*Op te lossen opgaven*
1/ Noem alle groepen die volgens de toespraak over de Vughtse aankoopregeling bij de pilot betrokken worden.
2/ Vertaal deze zin uit de toespraak over de Vughtse aankoopregeling naar het Engels: "Met de essentie van de regeling is namelijk niets mis."
3/ Schrijf een vervolg op de toespraak over de Vughtse aankoopregeling, te beginnen na de laatste zin die hieronder staat.

*Artikel*
De Vughtse Regeling, meer specifiek de Vughtse aankoopregeling.
De regeling die bedoelt is om die mensen die zitten met een onverkoopbaar huis, maar die dat huis toch wel heel erg graag willen verkopen, om juist die mensen een uitweg te bieden, een vangnet.
Een regeling die nog in de kinderschoenen staat wie de kinderschoen past, trekke hem aan. Want dat er een hoop mitsen en waren in de commissie, dat moge duidelijk zijn, maar dat er ook een gezamenlijke wil was om tot een Vughtse aankoopregeling te komen, ook dat stond buiten kijf. Met de essentie van de regeling is namelijk niets mis. Op hoofdlijnen is het een uitstekend kader, aangezien het voortborduurt op de regelingen van Moerdijk en Groningen, maar de regeling had nog wel een Vughts sausje nodig.
Vandaar een
raadsbreed amendement, waarmee we het college richting geven,
een amendement waarmee we aan knoppen draaien, maar bovenal een amendement
waarmee we duidelijkheid willen creëren en zekerheid willen geven aan bewoners
en belanghebbenden. Voor hen is het belangrijk dat zij weten waar ze aan toe
zijn, én dat ze weten dat deze regeling nog flexibel is. We beginnen met een
pilot waarin zowel burgers, belanghebbenden en deskundigen betrokken worden om
de regeling nader uit te werken, om de regeling bij te kunnen blijven stellen.
Hiermee hopen we tot een optimalisatie te komen die recht zal doen aan alle
input.
Grofweg zijn er
vijf punten waarop we de regeling veranderen en drie punten waarop we nog
uitgebreidere raadsvoorstellen van het college verlangen. Allereerst wordt de
doorlooptijd verkort door de openbare verkooptijd te verkorten en het aantal
toewijzingsmomenten te verhogen. Hierdoor hoeven mensen minder lang te wachten
totdat hun huis verkocht is. De VVD ziet overigens graag dat de
toewijzingscommissie van deze termijnen mag afwijken indien zij dat nodig
wenst, maar daar kom ik zo op terug.

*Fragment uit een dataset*
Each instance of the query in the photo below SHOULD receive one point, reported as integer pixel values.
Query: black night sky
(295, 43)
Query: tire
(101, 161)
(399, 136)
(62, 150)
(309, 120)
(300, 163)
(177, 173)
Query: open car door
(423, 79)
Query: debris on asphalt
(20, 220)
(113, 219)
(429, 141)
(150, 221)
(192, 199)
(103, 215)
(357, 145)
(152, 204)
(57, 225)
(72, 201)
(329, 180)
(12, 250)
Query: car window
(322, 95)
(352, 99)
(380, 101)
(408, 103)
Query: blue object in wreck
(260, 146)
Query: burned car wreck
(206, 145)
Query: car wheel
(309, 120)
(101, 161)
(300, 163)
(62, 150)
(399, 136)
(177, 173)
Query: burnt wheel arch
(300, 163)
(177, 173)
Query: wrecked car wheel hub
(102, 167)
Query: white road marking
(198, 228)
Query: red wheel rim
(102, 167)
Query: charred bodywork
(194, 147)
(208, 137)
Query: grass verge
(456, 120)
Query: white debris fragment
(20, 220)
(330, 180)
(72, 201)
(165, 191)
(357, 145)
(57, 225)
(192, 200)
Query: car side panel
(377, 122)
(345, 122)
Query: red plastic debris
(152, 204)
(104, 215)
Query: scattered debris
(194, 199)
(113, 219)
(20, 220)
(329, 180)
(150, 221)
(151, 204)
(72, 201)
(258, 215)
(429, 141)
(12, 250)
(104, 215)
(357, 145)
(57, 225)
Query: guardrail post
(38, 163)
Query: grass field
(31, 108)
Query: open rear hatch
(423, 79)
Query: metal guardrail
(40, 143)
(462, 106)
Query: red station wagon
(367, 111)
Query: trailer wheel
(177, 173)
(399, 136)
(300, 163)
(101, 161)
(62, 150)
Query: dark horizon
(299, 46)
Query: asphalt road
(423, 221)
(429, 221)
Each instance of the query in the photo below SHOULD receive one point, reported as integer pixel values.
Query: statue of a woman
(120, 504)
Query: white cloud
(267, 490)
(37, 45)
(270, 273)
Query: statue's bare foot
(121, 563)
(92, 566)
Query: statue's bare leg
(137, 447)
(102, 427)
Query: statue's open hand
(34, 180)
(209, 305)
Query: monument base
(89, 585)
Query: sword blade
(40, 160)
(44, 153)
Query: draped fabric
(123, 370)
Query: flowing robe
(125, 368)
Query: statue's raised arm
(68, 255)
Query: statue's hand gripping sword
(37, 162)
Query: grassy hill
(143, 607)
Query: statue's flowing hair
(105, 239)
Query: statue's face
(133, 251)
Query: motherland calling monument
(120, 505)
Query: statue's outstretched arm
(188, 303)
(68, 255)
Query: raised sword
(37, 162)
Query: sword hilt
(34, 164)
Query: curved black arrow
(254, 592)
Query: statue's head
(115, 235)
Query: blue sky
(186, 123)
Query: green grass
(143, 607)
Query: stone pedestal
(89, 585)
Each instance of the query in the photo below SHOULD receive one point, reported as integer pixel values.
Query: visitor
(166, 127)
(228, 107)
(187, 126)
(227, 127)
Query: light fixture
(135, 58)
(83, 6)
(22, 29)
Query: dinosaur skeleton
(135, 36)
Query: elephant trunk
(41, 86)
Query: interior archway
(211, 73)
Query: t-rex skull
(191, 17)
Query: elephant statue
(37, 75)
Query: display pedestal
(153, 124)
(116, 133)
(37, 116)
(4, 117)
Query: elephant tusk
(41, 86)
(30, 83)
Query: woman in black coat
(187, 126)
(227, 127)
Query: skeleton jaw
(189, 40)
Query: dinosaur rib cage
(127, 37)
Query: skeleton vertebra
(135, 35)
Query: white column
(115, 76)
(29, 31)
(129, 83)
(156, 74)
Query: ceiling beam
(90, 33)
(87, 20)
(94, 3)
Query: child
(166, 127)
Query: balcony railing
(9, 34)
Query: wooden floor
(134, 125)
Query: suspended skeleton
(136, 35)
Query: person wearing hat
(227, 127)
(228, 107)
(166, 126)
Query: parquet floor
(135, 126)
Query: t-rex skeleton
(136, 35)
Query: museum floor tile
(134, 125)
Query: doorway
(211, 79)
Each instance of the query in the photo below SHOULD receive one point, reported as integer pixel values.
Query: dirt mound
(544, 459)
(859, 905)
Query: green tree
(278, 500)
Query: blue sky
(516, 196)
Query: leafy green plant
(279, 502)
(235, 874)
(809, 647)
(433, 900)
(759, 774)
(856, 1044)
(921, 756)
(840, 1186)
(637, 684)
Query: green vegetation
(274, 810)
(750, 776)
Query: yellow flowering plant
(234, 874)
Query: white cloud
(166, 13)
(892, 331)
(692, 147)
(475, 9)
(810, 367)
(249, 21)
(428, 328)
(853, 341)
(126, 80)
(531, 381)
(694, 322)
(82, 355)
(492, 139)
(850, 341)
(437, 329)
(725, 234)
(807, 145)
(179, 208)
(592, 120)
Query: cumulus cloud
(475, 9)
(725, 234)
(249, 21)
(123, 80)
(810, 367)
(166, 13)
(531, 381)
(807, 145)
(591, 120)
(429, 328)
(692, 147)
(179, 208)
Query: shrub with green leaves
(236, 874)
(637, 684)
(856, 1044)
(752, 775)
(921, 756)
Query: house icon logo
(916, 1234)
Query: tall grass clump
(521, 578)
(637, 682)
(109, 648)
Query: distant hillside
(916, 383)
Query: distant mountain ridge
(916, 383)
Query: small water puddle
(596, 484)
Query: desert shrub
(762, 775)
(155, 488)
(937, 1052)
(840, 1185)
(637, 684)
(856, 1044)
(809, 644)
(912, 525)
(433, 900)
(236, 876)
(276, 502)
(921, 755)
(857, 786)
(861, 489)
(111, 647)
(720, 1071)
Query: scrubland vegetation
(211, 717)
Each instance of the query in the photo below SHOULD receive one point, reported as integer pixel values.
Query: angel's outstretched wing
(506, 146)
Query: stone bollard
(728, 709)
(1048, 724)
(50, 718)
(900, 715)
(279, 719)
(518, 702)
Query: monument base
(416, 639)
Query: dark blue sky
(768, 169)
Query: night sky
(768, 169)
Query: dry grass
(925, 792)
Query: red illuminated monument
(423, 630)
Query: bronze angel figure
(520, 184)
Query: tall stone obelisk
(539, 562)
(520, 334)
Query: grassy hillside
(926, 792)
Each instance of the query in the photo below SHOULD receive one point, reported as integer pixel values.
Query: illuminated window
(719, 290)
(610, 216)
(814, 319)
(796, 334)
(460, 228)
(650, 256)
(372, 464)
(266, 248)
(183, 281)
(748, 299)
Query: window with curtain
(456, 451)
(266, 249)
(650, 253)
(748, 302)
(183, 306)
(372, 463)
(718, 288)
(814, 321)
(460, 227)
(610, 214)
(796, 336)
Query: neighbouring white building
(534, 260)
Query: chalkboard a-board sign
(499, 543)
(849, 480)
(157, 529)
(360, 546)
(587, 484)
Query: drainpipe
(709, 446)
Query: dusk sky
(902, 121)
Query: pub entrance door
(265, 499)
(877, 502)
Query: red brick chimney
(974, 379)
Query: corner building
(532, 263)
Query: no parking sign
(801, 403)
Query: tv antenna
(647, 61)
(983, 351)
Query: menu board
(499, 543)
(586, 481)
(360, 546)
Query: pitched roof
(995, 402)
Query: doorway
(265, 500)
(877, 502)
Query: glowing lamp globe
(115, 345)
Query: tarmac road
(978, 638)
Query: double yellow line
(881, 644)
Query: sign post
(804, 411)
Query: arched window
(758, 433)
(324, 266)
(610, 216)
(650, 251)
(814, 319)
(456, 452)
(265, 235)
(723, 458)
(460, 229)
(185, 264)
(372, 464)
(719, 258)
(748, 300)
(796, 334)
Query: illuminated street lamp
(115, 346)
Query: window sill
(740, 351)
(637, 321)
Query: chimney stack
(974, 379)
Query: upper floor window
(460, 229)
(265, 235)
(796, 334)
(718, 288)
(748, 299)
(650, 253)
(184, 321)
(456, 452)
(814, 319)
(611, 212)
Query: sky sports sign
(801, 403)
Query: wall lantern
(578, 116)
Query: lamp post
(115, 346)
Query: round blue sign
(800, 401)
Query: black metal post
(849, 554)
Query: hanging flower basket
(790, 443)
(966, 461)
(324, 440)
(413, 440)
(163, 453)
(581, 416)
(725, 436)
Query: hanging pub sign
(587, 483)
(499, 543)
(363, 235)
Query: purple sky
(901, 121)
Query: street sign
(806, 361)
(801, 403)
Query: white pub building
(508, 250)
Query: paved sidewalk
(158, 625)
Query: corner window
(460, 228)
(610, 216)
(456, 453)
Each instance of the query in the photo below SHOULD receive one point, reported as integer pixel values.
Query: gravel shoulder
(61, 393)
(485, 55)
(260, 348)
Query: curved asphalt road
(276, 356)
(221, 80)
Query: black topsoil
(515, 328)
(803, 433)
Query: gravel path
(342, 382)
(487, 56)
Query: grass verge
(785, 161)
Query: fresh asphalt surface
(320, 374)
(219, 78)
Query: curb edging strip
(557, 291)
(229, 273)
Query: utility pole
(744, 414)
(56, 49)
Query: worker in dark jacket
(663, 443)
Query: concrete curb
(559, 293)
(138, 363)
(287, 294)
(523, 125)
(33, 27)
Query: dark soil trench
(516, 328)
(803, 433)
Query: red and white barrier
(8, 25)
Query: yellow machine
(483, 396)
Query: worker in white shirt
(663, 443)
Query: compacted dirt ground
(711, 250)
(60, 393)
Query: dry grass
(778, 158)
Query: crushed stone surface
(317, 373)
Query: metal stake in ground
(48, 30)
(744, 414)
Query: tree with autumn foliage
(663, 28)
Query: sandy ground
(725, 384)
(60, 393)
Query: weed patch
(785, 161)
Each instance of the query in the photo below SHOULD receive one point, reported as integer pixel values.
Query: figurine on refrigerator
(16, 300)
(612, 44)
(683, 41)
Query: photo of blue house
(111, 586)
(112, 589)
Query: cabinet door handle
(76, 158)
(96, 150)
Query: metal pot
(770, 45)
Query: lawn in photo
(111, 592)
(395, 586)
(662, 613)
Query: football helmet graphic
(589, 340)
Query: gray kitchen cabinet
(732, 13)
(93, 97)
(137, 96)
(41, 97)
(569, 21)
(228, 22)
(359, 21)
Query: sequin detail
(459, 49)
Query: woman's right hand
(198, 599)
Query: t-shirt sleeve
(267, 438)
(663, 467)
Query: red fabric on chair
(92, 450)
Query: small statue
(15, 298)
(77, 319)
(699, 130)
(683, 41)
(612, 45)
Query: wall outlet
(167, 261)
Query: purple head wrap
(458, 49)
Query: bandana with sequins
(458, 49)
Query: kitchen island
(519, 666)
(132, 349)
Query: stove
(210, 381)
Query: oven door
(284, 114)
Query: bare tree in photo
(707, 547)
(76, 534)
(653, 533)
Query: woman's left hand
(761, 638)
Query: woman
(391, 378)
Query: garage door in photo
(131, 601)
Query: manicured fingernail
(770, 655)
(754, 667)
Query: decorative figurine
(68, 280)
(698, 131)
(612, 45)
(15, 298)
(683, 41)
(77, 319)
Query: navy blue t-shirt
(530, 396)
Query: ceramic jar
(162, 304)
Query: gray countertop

*Verwachte antwoorden*
1/ Burgers, belanghebbenden en deskundigen.

2/ After all, there is nothing wrong with the essence of the scheme.

3/
Ook het maximaal
aantal woningen dat per jaar aangekocht wordt, wordt veranderd. Dit wordt
namelijk revolverend gemaakt, op het moment dat we gedurende een jaar woningen
verkopen die in dat jaar gekocht worden, kan er van het vrijkomende geld dat
jaar wederom een woning gekocht worden. Met als maximum het aantal van 25
woningen in eigendom van de gemeente. Voor alle duidelijkheid: na een jaar
begint het tellen weer opnieuw en sluiten we het voorgaande jaar af. Zodoende
kunnen er na 2 jaar maximaal 50 woningen in bezit zijn, maar indien er van het
eerste jaar nog maar 20 woningen in bezit zijn na 2 jaar, kunnen er in jaar 2
dus niet 30 woningen gekocht worden.
Een andere
wijziging hebben we in de commissie al aangedragen. Dat gaat over de verkoop
van een woning door de gemeente voor meer dan de taxatiewaarde, binnen zes
maanden na de overdracht aan de gemeente. Dit verschil, minus de kosten, wordt
namelijk uitgekeerd aan de voormalig eigenaar, tenzij dit getal natuurlijk
onder 0 duikt.
De laatste
wijziging die we aan willen brengen is het per direct oprichten van een
klankbordgroep bestaande uit direct betrokken bewoners. De mensen aan het spoor
en N65 hebben namelijk het grootste belang bij deze regeling, dan moeten we
deze mensen ook het beste horen.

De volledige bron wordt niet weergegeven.